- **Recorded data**
◆ ◆ ◆
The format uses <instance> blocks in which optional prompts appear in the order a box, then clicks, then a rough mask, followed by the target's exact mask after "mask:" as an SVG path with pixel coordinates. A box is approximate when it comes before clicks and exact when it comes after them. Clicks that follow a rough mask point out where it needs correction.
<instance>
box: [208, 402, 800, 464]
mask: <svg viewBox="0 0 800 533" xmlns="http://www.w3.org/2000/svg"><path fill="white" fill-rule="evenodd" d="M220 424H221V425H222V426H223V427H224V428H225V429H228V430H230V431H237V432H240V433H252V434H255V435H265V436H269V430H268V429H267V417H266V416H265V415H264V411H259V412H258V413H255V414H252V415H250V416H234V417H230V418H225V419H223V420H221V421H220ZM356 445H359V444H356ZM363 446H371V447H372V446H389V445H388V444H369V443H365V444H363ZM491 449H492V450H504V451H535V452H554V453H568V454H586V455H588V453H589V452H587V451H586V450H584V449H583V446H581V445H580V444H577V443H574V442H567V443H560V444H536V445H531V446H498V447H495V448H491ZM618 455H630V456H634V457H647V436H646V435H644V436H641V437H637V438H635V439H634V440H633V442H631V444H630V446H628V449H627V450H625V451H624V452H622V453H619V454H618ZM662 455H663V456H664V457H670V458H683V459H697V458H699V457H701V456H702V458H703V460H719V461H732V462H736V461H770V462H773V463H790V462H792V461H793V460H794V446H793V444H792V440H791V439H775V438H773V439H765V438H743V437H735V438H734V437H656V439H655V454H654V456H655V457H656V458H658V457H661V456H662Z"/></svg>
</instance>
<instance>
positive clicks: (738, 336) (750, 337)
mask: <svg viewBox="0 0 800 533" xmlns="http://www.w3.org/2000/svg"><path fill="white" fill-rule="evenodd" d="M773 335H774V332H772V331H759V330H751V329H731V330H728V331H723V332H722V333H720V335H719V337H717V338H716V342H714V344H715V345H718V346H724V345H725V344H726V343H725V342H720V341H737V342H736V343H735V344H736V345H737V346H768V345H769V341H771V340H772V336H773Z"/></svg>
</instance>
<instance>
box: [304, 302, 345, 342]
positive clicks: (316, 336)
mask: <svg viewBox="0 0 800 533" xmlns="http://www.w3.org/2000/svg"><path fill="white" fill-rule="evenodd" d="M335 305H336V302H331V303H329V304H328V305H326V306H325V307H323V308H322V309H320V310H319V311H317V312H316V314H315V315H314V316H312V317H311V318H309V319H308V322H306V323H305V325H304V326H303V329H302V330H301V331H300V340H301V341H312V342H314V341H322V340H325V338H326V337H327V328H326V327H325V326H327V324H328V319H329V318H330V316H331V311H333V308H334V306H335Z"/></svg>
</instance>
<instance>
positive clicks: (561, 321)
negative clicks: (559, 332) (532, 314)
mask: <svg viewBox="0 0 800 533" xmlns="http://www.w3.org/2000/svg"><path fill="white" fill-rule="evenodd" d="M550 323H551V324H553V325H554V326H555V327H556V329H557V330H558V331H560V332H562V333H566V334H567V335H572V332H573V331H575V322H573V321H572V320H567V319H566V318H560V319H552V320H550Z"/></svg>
◆ ◆ ◆
- **Exercise**
Give the data again, unchanged in every line.

- **Response box**
The format uses <instance> blocks in which optional prompts appear in the order a box, then clicks, then a rough mask, followed by the target's exact mask after "mask:" as an SVG path with pixel coordinates. A box is approximate when it comes before clicks and exact when it comes after them. Clicks that follow a rough mask point out where it needs correction.
<instance>
box: [208, 402, 800, 464]
mask: <svg viewBox="0 0 800 533" xmlns="http://www.w3.org/2000/svg"><path fill="white" fill-rule="evenodd" d="M220 424H221V425H222V426H223V427H224V428H225V429H228V430H230V431H237V432H240V433H252V434H255V435H265V436H269V430H268V429H267V417H266V416H265V415H264V411H259V412H258V413H255V414H252V415H250V416H234V417H230V418H225V419H223V420H221V421H220ZM356 445H359V444H356ZM363 446H371V447H372V446H389V445H388V444H369V443H365V444H363ZM491 449H492V450H504V451H535V452H554V453H568V454H586V455H588V453H589V452H587V451H586V450H584V449H583V446H581V445H580V444H577V443H574V442H567V443H560V444H536V445H531V446H498V447H495V448H491ZM618 455H630V456H634V457H647V436H646V435H644V436H641V437H637V438H635V439H634V440H633V442H631V444H630V446H628V449H627V450H625V451H624V452H622V453H619V454H618ZM662 455H663V456H664V457H670V458H683V459H697V458H699V457H701V456H702V458H703V460H719V461H732V462H736V461H770V462H773V463H790V462H792V461H793V460H794V446H793V444H792V440H791V439H775V438H773V439H765V438H743V437H735V438H734V437H656V439H655V454H654V456H655V457H656V458H658V457H661V456H662Z"/></svg>
</instance>
<instance>
positive clicks: (738, 336) (750, 337)
mask: <svg viewBox="0 0 800 533" xmlns="http://www.w3.org/2000/svg"><path fill="white" fill-rule="evenodd" d="M773 335H774V332H772V331H759V330H751V329H731V330H728V331H723V332H722V333H720V335H719V337H717V338H716V342H714V344H715V345H718V346H724V345H725V344H726V343H725V342H720V341H737V342H736V343H735V344H736V345H737V346H768V345H769V341H771V340H772V336H773Z"/></svg>
</instance>
<instance>
box: [304, 302, 345, 342]
positive clicks: (316, 336)
mask: <svg viewBox="0 0 800 533" xmlns="http://www.w3.org/2000/svg"><path fill="white" fill-rule="evenodd" d="M335 305H336V302H331V303H329V304H328V305H326V306H325V307H323V308H322V309H320V310H319V311H317V312H316V314H315V315H314V316H312V317H311V318H309V319H308V322H306V323H305V325H304V326H303V329H302V330H301V331H300V340H301V341H312V342H314V341H322V340H325V338H326V337H327V328H326V327H325V326H327V324H328V319H329V318H330V316H331V311H333V308H334V306H335Z"/></svg>
</instance>
<instance>
positive clicks: (561, 321)
negative clicks: (559, 332) (532, 314)
mask: <svg viewBox="0 0 800 533" xmlns="http://www.w3.org/2000/svg"><path fill="white" fill-rule="evenodd" d="M550 323H551V324H553V325H554V326H555V327H556V329H557V330H558V331H560V332H562V333H566V334H567V335H572V332H573V331H575V322H573V321H572V320H567V319H566V318H560V319H552V320H550Z"/></svg>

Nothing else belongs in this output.